**Work to be completed:** Please rewrite every line of the items below as a Markdown table with two columns, Row and Line. Number each row and leave out blank lines.

Object outline annotations
★ ★ ★ ★ ★ ★ ★
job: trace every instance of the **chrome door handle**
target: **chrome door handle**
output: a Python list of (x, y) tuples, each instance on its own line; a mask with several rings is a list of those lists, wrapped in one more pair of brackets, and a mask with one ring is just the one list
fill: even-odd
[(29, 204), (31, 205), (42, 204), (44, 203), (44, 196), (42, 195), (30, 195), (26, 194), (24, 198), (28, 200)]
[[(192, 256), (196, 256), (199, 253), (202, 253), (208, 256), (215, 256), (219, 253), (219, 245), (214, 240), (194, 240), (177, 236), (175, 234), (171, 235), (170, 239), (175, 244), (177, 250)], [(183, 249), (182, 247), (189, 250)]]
★ ★ ★ ★ ★ ★ ★
**Response to the task:**
| Row | Line |
|---|---|
| 1 | job: trace every instance of the **chrome door handle** |
| 2 | target: **chrome door handle** |
| 3 | output: a Python list of (x, y) tuples, each instance on its own line; a mask with several rings is a list of those lists, wrapped in one more pair of brackets, and a mask with one ring is just the one list |
| 4 | fill: even-odd |
| 5 | [(29, 204), (31, 205), (42, 204), (44, 203), (44, 196), (42, 195), (30, 195), (26, 194), (24, 198), (28, 200)] |
| 6 | [[(192, 256), (196, 256), (199, 253), (202, 253), (208, 256), (215, 256), (219, 253), (219, 245), (214, 240), (194, 240), (177, 236), (175, 234), (171, 235), (170, 239), (175, 244), (177, 250)], [(183, 249), (182, 247), (189, 250)]] |